**Data listing**

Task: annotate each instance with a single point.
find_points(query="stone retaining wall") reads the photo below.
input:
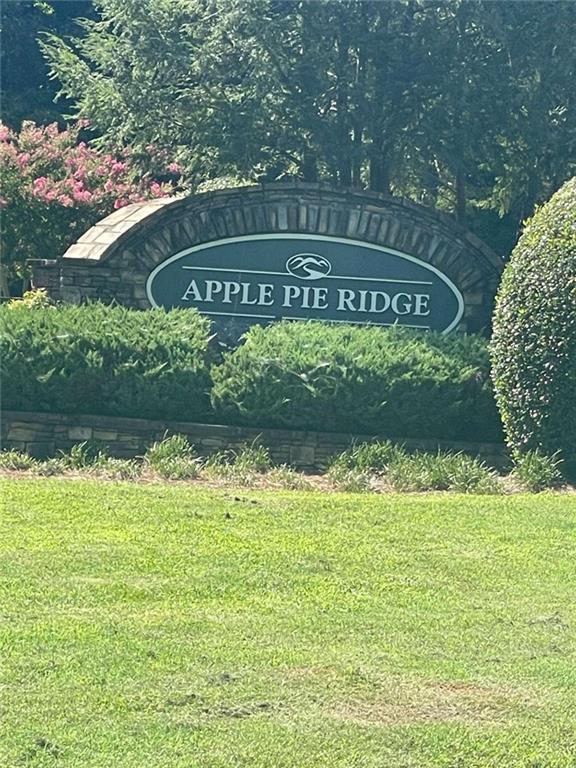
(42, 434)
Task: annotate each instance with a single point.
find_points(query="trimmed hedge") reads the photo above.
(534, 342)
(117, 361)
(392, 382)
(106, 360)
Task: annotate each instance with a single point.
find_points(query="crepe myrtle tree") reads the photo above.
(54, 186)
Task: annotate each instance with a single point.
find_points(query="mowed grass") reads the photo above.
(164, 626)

...

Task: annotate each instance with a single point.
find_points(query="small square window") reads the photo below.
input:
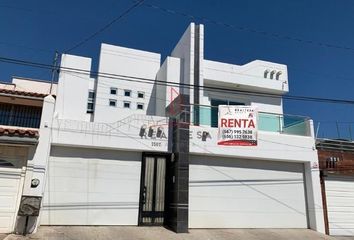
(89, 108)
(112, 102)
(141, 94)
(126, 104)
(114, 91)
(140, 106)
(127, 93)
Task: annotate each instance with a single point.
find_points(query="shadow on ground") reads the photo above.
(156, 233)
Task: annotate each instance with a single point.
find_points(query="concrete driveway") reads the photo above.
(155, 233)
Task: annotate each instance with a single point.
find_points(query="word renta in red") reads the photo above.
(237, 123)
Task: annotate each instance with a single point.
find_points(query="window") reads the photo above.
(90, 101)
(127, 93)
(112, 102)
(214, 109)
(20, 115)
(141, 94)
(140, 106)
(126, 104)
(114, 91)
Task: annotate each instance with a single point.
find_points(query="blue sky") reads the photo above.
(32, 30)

**Activity**
Make a copy of each line in the records that has the word "below".

**Response area**
find_points(query="stone retaining wall") reads the photo below.
find_points(query="small square window") reads the photo below.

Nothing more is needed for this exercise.